▶ [Task objective] Turn every line of the records below into a JSON list of strings, one string per line, skipping blank lines. Omit the picture lines.

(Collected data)
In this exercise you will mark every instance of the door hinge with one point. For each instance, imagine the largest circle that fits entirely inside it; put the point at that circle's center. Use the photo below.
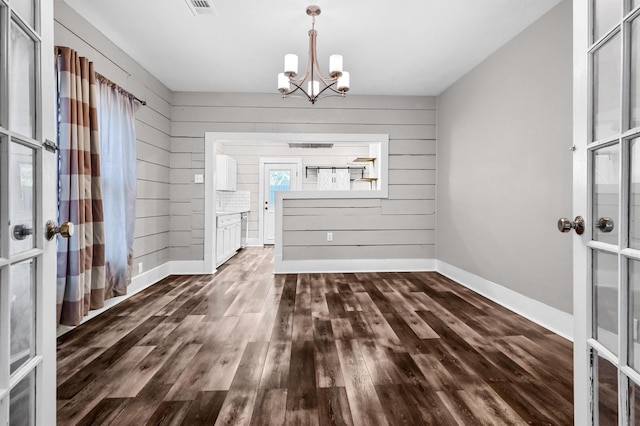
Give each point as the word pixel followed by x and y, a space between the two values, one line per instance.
pixel 50 146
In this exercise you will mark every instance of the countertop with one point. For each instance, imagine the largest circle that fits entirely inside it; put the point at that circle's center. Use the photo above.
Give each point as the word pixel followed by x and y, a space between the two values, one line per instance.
pixel 219 213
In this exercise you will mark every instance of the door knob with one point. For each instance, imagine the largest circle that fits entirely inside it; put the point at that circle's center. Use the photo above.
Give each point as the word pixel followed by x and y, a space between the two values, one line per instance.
pixel 65 229
pixel 605 224
pixel 566 225
pixel 20 232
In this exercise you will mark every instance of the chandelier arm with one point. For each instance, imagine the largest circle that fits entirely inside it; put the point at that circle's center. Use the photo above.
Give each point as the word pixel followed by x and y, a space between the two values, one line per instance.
pixel 330 86
pixel 299 87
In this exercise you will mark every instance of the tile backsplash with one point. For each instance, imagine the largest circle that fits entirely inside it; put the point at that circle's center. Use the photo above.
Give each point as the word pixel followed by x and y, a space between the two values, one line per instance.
pixel 233 201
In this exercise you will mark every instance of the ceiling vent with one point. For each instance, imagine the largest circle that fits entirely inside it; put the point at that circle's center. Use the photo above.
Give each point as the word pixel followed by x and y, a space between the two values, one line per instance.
pixel 201 7
pixel 310 145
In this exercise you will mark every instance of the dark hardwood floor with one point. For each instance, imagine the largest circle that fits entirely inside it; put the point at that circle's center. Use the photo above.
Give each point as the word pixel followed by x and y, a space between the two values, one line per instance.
pixel 245 346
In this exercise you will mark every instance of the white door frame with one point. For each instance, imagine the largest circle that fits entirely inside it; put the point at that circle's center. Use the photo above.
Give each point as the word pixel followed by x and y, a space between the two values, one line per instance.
pixel 581 289
pixel 297 186
pixel 45 201
pixel 586 364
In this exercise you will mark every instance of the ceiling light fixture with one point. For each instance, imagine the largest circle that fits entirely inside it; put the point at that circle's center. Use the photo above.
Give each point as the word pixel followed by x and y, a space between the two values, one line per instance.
pixel 337 82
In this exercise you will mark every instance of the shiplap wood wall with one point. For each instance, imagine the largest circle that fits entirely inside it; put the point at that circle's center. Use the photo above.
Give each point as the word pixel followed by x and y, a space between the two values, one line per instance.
pixel 153 127
pixel 248 159
pixel 402 226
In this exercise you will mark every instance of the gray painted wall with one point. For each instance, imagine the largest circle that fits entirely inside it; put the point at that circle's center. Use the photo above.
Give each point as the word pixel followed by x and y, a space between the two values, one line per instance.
pixel 504 165
pixel 410 123
pixel 153 126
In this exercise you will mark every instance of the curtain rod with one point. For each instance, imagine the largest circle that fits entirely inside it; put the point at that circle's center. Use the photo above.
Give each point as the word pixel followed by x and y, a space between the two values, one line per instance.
pixel 111 83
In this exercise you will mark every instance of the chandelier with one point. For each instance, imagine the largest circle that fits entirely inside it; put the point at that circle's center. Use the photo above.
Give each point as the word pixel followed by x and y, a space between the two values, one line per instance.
pixel 337 84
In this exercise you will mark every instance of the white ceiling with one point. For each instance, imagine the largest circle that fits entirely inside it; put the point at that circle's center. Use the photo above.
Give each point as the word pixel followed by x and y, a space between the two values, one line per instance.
pixel 405 47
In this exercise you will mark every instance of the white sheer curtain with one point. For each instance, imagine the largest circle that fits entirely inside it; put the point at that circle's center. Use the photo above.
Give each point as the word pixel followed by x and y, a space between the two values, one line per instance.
pixel 116 116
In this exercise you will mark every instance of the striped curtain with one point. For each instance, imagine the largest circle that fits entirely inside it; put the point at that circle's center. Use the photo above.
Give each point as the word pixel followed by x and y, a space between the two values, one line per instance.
pixel 81 258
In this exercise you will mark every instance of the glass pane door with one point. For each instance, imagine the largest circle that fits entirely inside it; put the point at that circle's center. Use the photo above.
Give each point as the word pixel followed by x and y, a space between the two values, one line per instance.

▶ [Complete answer]
[
  "In this exercise you will mark every instance of the door hinge with one point. For each instance, imagine the largest circle that fits entirely inside it; put the point at that circle's center. Use the photo below.",
  "Give each point as the word pixel followed by x and y, a space between the two values, one line per instance.",
  "pixel 50 146",
  "In this exercise you will mark every instance of the countertop with one point. For each instance, imagine the largest circle that fits entirely inside it; put the point at that circle's center. Use the photo above.",
  "Give each point as the word pixel followed by x and y, a space between the two values, one line per instance.",
  "pixel 219 213",
  "In this exercise you will mark every instance of the door knob with one point. For each instance, imagine the largest circle that fits entirely inside it; put the point at that circle's center. Use the photo above.",
  "Give each point as the word pixel followed by x and y, a space between the two values, one line per instance.",
  "pixel 65 229",
  "pixel 605 224",
  "pixel 566 225",
  "pixel 20 232",
  "In this exercise you will mark every instance of the chandelier arm with one point. For each instance, imagine the largest circle that fits entirely inside it; put the point at that circle's center. Use the photo above.",
  "Give each point as the word pixel followed by x and y, a space between the two values, one line per instance.",
  "pixel 330 86",
  "pixel 299 87",
  "In this exercise you will mark every instance of the tile backsplash with one point. For each instance, imagine the largest circle that fits entirely inside it; put the point at that circle's center. Use the photo above.",
  "Give each point as the word pixel followed by x and y, a space between the two values, one line per instance.",
  "pixel 233 201",
  "In this exercise you will mark every instance of the ceiling vent with one point. For each instance, imagine the largest circle that fits entirely inside it; put the point at that circle's center. Use the photo above.",
  "Give each point as the word pixel followed by x and y, a space between the two values, one line per instance.",
  "pixel 201 7",
  "pixel 310 145",
  "In this exercise you will mark every instance of the dark hardwood floor with one point. For each instance, imagine the largest circle that fits entirely inside it; put the point at that circle's center. Use the photo above.",
  "Give each point as the word pixel followed by x and y, a space between the two values, one line per instance.",
  "pixel 245 346",
  "In this exercise you will mark every instance of the white door frame with one point. For each instance, imagine the largest circle that fits entirely inside it; put the point at that circle's center. Use the photo above.",
  "Give each point as the word pixel followed by x and y, a space between the two values, one line per instance.",
  "pixel 581 289",
  "pixel 297 186",
  "pixel 45 201",
  "pixel 586 364",
  "In this exercise you will mark every instance of the ceiling light fixture with one point. For each instance, imagine the largest circle that fits entirely inside it; put the point at that circle's center. Use the photo above.",
  "Give each point as the word pixel followed by x and y, a space between the two values, one line per instance.",
  "pixel 337 82",
  "In this exercise you will mark every instance of the shiplap wood wall with one point. For each instance, imagine the largest circle that fits entirely inside it; put the point at that circle's center. Use the photo above.",
  "Give each point as the word pixel followed by x and y, a space between the two values, one line per instance.",
  "pixel 153 127",
  "pixel 248 159",
  "pixel 402 226",
  "In this exercise you will mark every instance of the gray painted wall with one point. For each instance, imagine the largest circle that fits entirely inside it; put the point at that circle's center. Use the photo above.",
  "Give each point as the word pixel followed by x and y, a space between the two values, one line per instance.",
  "pixel 504 165",
  "pixel 410 123",
  "pixel 153 126",
  "In this exercise you will mark every instance of the curtain rod with one point. For each instance, imagine the largest circle that fits entirely inside it; put the point at that circle's center. Use the photo above.",
  "Give each point as the word pixel followed by x and y, a space between the two values, one line per instance.",
  "pixel 111 83",
  "In this exercise you will mark every instance of the chandelier with one point. For each instance, imagine the largest circle that fits entirely inside it; put the point at that circle's center. Use the photo above.",
  "Give each point as the word pixel followed by x and y, a space between the two values, one line per instance.",
  "pixel 337 84",
  "In this exercise you will mark every instance of the white ceiling with one point. For each instance, imagine the largest circle that fits entirely inside it; put the point at that circle's center. Use the photo above.",
  "Give each point as the word pixel followed by x and y, a space between the two values, one line per instance.",
  "pixel 405 47",
  "In this exercise you will mark every instance of the white sheer curtain with one point. For each instance, imagine the largest circle that fits entirely inside it; put the point at that circle's center. Use the photo above.",
  "Give each point as the word pixel followed by x and y, a space between the two values, one line per instance.",
  "pixel 116 116",
  "In this exercise you will mark every instance of the striped curtain with one point. For each instance, imagine the largest circle that fits entirely inside it; put the point at that circle's center. Use the photo above.",
  "Give each point as the word pixel followed by x and y, a space between the two values, one line per instance.",
  "pixel 81 258",
  "In this exercise you will mark every instance of the glass pane door with one point. For each instance, imagine the largest circle that fits entirely inside it; put the point at that circle's center. Use the photo above.",
  "Give each point as the word pixel followed by x and y, a space between the two values, one line per instance."
]